### Action item
Everything from the first line of the data below through the line that contains "Target: river water" should be written out exactly, please, and nothing more; the pictures stay out.

━━━━━ Supplied material ━━━━━

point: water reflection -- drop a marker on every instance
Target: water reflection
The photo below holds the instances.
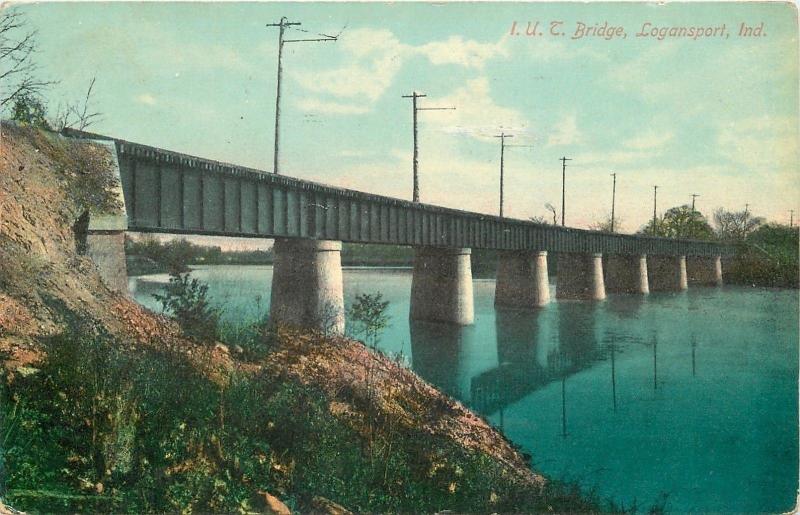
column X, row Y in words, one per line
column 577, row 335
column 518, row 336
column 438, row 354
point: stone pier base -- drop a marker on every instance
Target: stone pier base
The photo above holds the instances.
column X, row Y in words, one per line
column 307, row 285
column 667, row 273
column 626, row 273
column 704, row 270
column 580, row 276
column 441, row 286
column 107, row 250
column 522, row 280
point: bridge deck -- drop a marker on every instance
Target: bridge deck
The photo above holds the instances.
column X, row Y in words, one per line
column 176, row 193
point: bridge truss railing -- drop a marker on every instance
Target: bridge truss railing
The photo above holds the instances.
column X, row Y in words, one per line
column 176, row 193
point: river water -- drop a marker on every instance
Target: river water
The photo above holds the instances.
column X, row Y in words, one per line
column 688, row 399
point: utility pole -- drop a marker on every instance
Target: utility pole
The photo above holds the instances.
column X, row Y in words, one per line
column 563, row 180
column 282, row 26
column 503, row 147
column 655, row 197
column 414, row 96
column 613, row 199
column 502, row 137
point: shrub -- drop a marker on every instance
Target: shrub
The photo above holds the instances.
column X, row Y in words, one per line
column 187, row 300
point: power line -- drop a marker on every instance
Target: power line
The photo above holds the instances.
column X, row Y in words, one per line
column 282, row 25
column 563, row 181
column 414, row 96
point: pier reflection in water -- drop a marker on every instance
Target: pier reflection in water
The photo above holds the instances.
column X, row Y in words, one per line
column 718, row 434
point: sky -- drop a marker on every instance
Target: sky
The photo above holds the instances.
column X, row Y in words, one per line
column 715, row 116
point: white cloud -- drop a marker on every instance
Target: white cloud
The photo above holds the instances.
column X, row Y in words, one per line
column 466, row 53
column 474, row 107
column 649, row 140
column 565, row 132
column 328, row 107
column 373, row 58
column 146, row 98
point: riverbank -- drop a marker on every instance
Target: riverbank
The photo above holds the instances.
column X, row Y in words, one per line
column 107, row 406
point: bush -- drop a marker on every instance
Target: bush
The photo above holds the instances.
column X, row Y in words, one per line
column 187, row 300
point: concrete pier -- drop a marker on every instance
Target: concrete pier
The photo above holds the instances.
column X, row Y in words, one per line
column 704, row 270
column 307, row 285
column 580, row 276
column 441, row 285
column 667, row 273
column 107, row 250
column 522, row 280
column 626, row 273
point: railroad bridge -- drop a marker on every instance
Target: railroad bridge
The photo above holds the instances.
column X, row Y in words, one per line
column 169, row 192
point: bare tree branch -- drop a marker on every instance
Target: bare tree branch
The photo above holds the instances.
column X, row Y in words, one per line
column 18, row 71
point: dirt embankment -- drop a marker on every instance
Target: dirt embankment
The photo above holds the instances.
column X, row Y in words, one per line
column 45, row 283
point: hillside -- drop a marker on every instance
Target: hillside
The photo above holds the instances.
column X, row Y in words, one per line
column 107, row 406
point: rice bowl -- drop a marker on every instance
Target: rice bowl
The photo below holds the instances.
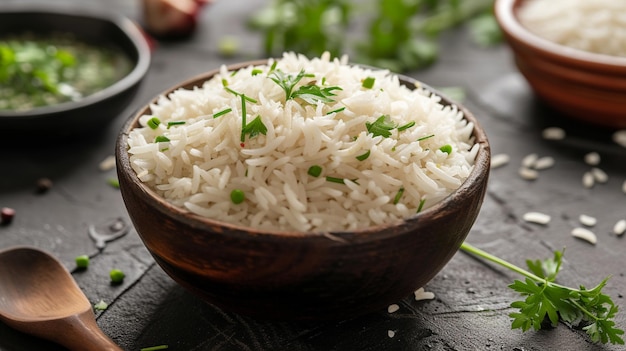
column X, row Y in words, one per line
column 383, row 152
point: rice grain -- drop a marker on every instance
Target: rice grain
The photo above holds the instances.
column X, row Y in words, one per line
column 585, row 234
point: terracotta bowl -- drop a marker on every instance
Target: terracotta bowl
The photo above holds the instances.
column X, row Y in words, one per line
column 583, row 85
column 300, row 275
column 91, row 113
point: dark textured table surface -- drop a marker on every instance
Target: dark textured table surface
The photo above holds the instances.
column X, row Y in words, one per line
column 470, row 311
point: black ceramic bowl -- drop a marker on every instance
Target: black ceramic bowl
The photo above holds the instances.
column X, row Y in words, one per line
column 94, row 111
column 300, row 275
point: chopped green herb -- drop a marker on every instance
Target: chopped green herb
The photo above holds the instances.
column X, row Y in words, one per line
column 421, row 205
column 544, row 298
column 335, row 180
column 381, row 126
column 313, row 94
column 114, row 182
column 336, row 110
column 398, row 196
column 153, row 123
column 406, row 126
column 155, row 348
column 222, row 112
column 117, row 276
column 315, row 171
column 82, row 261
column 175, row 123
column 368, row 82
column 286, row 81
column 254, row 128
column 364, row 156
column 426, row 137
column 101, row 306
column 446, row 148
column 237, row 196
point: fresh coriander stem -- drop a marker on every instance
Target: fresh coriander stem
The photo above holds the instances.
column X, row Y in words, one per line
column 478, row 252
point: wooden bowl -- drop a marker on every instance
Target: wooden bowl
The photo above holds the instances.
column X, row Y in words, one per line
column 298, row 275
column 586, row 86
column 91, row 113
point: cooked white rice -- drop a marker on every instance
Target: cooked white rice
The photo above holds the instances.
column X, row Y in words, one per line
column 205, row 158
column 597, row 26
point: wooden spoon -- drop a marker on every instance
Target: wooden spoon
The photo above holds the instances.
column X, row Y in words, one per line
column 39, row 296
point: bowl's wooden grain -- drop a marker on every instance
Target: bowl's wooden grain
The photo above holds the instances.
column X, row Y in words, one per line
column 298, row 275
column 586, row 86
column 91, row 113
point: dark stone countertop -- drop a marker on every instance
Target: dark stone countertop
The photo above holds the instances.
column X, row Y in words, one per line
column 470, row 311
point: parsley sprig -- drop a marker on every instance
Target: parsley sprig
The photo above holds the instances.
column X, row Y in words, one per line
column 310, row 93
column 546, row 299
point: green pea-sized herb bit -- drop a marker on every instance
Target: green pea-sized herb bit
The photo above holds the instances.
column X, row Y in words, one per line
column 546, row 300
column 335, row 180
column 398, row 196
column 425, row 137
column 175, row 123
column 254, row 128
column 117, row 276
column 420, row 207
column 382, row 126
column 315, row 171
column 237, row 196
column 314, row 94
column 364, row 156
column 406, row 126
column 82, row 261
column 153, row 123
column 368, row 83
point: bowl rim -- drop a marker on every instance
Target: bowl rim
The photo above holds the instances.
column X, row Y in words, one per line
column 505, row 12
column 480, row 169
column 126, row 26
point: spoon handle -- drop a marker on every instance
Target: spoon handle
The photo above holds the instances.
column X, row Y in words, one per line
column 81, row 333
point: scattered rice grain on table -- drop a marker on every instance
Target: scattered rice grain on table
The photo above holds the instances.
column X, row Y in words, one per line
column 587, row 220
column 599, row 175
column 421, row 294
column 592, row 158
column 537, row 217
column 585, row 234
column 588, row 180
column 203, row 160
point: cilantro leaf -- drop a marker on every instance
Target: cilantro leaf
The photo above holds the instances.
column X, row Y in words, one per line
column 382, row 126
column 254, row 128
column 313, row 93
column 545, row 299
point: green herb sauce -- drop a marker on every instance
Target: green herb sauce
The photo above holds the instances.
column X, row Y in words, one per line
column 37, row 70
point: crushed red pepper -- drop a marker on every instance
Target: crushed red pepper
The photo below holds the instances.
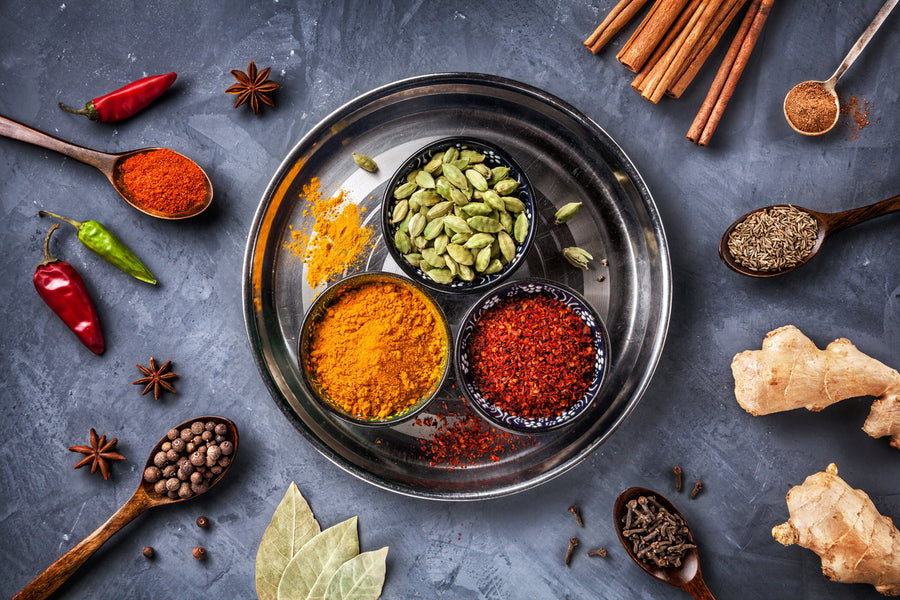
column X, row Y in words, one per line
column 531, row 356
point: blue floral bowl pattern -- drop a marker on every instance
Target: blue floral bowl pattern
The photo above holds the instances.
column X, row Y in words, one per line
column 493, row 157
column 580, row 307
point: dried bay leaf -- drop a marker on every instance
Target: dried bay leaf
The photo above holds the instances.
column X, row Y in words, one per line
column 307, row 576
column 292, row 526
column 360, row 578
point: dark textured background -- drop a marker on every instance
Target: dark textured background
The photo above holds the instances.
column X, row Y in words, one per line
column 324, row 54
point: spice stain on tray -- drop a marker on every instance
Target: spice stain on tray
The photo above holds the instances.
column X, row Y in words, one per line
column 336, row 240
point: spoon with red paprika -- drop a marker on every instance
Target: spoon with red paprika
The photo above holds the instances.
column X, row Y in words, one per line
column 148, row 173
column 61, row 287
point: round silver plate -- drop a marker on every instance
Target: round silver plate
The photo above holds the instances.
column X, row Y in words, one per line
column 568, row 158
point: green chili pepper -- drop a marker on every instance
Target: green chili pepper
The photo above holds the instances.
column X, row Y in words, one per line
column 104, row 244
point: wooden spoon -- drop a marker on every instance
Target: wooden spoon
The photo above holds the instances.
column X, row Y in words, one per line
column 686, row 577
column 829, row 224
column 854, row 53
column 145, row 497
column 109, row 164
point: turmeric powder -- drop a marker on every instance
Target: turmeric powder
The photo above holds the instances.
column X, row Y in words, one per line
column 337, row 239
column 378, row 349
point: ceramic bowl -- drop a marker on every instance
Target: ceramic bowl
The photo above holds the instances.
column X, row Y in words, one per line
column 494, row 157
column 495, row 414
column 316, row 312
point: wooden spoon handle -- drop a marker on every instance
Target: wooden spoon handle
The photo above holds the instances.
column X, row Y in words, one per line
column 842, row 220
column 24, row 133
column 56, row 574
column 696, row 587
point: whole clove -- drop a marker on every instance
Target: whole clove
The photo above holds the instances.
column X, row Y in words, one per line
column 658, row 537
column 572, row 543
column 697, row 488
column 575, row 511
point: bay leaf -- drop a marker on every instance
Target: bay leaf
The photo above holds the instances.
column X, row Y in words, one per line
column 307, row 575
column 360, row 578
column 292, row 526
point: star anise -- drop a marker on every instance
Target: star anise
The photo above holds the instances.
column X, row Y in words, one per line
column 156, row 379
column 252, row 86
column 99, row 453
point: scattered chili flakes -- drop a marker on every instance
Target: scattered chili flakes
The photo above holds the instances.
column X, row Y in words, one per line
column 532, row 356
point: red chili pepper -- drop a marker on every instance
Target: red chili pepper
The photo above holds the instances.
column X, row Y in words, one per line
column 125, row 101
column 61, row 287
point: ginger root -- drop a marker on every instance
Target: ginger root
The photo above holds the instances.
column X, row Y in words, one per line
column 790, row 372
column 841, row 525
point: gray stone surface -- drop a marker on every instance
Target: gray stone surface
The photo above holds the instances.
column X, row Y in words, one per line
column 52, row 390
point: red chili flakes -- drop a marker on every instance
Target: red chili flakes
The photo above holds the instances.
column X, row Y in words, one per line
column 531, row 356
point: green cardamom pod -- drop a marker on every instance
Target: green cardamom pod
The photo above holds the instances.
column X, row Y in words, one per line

━━━━━

### Answer to the exercise
point: water reflection -- drop a marker on every instance
Target: water reflection
The photo below holds the instances.
column X, row Y in words, one per line
column 577, row 335
column 518, row 336
column 438, row 354
point: stone pier base -- drop a marker on every instance
Target: stone pier base
The photo above holds the instances.
column X, row Y in words, one per line
column 307, row 285
column 667, row 273
column 626, row 273
column 704, row 270
column 580, row 276
column 441, row 286
column 107, row 250
column 522, row 280
point: bridge deck -- drop a marker on every instance
Target: bridge deck
The photo above holds the instances.
column X, row Y in words, one per line
column 176, row 193
point: bridge truss railing -- drop a marker on every instance
Target: bridge truss railing
The photo above holds the instances.
column X, row Y in words, one per line
column 176, row 193
point: river water -- drop a marker on every instance
Target: river water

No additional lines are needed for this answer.